• Excerpted records:
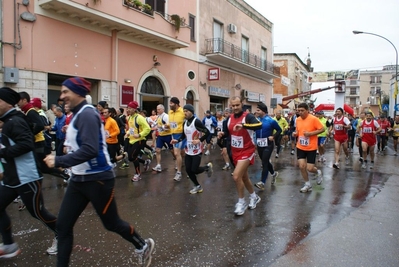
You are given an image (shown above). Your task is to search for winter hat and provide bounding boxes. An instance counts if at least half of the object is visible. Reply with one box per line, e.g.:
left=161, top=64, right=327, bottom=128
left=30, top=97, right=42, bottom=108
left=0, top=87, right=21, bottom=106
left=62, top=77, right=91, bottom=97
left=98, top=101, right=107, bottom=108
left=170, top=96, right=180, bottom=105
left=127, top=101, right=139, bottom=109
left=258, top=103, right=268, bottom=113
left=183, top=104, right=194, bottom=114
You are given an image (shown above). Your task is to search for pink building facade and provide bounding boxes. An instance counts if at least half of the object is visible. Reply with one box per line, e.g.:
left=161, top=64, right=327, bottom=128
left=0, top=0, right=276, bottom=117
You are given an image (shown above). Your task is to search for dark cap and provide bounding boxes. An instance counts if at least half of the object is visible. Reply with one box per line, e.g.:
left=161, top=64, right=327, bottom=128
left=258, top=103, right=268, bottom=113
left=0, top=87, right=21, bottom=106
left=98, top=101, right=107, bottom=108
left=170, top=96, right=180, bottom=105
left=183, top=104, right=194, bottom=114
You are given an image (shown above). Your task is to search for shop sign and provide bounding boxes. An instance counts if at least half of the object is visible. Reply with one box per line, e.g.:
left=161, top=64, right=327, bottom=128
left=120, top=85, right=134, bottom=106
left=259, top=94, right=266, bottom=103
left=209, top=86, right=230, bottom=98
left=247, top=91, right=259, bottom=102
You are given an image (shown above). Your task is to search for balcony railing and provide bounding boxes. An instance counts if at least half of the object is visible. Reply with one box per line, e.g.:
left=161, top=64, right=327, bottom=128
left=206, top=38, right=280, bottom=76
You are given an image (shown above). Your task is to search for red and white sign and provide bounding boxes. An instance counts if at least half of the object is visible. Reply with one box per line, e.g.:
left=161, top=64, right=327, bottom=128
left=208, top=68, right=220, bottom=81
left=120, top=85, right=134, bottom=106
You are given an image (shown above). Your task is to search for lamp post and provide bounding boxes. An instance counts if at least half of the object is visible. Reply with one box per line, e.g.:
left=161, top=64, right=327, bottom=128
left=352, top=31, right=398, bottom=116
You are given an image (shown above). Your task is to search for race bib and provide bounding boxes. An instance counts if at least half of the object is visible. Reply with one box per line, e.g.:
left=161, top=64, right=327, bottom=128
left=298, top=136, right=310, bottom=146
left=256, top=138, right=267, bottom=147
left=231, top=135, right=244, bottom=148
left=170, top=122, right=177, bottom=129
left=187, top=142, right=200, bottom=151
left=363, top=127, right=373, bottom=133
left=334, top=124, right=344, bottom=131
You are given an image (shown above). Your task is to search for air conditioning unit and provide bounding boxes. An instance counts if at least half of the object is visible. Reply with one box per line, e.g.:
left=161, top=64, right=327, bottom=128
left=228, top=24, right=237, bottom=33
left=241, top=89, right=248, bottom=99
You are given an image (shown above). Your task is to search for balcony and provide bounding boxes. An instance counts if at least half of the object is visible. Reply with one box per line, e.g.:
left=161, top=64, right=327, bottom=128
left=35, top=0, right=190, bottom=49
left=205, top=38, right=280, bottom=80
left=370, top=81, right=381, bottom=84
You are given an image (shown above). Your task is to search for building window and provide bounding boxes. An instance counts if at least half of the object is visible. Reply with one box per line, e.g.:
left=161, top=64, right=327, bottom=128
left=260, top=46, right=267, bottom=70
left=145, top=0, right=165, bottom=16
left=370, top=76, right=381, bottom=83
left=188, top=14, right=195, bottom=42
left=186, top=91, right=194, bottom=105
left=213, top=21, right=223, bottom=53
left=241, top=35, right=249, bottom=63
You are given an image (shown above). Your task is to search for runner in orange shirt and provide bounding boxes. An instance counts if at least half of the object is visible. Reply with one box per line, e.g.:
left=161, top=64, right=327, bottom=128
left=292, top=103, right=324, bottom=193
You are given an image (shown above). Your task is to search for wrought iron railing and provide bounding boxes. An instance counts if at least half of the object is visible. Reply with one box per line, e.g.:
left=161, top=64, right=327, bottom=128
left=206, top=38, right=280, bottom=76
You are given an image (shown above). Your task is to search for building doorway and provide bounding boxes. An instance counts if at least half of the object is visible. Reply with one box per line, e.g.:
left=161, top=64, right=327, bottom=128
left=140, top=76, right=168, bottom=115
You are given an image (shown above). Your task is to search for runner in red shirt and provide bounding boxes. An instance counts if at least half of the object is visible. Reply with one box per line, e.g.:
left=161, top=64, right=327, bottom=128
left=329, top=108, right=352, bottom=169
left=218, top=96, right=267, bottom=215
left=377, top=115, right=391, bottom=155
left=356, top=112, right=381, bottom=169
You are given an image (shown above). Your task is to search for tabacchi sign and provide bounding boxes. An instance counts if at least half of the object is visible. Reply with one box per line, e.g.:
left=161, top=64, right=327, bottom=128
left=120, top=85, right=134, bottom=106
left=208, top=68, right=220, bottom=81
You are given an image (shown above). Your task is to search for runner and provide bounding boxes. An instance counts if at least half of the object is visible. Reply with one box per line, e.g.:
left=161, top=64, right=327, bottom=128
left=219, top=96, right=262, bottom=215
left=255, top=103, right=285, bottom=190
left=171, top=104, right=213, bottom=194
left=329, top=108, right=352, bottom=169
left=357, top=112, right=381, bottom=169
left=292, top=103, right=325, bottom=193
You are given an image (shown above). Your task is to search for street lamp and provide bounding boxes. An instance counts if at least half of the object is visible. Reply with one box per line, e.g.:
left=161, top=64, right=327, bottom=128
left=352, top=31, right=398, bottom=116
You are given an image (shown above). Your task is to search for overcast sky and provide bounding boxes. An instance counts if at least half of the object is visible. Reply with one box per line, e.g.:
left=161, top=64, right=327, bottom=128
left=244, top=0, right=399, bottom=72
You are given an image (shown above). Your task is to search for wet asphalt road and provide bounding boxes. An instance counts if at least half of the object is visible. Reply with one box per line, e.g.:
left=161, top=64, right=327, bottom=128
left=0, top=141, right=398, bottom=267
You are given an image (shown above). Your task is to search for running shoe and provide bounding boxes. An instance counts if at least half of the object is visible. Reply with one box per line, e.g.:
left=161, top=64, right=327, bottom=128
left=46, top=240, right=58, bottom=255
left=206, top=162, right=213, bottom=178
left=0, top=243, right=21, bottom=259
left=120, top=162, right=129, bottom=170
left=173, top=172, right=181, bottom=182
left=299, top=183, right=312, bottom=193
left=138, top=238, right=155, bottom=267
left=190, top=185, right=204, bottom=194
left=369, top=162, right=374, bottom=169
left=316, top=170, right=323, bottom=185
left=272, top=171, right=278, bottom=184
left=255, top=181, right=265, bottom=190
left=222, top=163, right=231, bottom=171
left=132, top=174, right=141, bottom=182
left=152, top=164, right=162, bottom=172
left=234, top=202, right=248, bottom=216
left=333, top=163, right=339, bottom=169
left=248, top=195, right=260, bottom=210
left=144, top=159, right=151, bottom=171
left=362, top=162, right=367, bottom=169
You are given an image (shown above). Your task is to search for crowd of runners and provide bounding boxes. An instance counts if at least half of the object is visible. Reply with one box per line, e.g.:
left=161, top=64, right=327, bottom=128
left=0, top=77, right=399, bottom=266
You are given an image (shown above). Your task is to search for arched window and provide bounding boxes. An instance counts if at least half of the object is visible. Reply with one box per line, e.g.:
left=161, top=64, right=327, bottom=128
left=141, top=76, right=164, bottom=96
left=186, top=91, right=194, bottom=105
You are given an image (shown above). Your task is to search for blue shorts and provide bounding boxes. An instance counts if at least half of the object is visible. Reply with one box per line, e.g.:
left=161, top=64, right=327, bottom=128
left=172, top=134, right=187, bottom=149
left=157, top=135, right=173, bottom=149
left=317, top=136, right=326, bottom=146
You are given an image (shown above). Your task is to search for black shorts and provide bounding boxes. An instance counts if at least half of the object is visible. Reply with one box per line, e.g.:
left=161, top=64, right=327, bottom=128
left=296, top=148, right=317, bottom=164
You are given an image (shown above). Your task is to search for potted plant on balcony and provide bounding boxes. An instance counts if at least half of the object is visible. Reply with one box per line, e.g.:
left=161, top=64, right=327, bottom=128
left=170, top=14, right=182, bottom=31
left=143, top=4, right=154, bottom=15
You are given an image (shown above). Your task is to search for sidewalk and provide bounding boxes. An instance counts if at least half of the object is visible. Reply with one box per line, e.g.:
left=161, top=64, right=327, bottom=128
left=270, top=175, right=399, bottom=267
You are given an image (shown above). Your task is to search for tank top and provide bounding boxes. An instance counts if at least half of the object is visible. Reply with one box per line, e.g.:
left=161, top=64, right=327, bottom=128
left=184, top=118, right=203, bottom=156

...

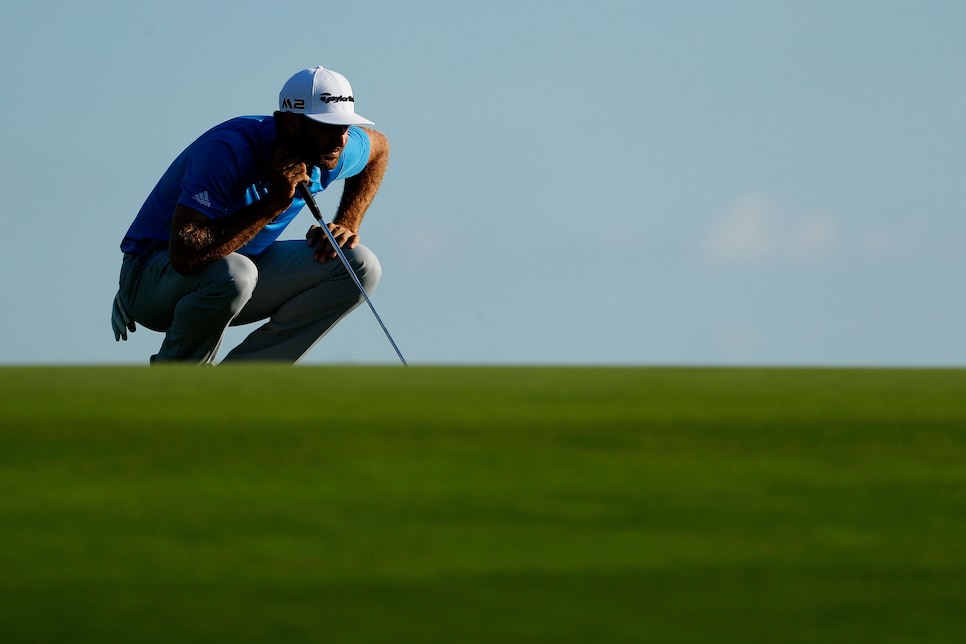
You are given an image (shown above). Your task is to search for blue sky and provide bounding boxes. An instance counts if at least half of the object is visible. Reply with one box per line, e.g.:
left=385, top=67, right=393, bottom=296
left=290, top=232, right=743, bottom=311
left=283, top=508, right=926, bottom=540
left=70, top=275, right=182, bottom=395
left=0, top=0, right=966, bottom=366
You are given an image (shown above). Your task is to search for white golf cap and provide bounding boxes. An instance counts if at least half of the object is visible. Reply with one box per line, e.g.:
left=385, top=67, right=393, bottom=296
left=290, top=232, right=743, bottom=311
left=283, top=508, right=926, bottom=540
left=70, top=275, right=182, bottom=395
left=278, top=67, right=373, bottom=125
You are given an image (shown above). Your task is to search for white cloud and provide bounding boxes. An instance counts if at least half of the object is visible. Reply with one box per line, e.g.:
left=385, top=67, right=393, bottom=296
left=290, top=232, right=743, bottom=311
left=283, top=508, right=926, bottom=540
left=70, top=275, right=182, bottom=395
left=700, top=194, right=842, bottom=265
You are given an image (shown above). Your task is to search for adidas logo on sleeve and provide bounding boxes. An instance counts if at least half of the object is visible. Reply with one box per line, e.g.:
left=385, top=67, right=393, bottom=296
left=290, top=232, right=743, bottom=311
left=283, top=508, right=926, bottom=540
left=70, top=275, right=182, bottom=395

--

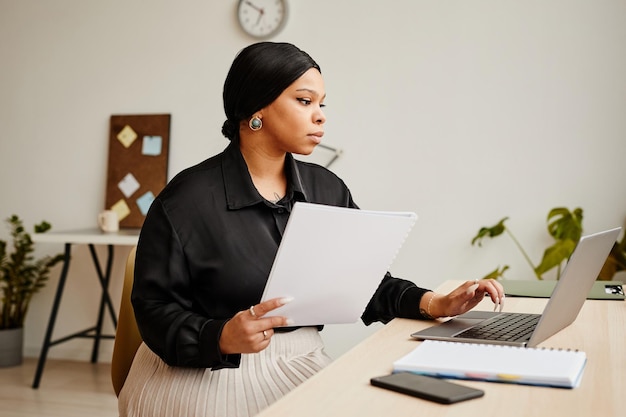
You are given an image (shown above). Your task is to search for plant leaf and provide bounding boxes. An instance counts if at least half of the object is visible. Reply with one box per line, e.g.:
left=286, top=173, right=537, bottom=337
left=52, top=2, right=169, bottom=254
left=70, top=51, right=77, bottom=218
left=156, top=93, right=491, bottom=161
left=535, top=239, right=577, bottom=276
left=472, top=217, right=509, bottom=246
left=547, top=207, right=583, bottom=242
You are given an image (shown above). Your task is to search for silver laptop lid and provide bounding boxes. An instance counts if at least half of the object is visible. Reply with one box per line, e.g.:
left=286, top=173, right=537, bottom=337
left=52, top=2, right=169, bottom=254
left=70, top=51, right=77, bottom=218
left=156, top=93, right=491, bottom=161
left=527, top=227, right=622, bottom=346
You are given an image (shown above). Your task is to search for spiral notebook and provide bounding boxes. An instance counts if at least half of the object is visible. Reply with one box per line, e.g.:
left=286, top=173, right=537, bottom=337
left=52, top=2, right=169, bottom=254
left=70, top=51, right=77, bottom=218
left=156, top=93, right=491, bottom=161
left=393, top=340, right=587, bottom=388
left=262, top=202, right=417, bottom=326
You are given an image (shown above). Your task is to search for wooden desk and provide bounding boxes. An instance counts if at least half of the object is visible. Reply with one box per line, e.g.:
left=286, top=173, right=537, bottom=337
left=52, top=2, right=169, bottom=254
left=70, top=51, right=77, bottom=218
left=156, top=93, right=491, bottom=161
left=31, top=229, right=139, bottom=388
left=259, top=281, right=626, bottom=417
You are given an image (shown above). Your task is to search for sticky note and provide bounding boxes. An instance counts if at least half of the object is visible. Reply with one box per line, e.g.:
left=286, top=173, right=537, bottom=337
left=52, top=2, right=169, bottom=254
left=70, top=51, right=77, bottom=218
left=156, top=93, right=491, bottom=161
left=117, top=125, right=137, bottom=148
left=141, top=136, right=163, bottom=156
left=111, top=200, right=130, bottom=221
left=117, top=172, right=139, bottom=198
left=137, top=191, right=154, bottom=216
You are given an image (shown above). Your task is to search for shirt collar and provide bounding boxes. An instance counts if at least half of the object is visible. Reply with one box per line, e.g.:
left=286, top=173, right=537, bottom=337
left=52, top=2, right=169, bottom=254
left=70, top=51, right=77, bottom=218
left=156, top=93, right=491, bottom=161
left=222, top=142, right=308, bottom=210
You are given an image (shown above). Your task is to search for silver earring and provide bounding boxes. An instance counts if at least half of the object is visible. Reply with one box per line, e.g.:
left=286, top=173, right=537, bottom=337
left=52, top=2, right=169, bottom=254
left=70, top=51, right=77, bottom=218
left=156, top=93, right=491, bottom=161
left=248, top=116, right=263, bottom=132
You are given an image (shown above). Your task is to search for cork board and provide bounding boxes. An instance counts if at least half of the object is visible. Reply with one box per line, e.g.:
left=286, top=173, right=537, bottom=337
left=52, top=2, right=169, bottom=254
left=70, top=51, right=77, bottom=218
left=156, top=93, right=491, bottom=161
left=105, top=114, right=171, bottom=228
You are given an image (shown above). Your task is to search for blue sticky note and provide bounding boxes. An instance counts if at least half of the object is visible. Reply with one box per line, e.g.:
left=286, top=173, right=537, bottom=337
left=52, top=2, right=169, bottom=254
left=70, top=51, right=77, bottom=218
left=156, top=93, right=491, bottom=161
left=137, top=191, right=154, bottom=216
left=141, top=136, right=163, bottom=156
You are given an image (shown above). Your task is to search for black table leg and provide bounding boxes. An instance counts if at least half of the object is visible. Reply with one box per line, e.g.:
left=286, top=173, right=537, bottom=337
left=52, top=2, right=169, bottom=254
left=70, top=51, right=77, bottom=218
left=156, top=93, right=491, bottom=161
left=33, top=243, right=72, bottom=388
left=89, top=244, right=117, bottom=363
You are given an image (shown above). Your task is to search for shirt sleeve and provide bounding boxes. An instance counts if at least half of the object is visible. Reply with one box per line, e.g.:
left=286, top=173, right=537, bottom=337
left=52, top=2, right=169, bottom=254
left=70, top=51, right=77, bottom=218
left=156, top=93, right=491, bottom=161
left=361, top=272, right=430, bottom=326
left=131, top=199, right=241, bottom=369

• Requirements:
Format the records starting with the line containing "search for wet" and going on through the line containing "left=0, top=141, right=398, bottom=267" as a Markdown table with the columns Row and Line, leaving out any blank lines.

• Written reply:
| Row | Line |
|---|---|
| 1 | You are given an image (shown above). Your task is to search for wet asphalt road and provide bounding boxes. An instance counts if at least half of the object is visible. Reply with one box per line, e.g.: |
| 2 | left=161, top=64, right=327, bottom=128 |
| 3 | left=0, top=141, right=398, bottom=267 |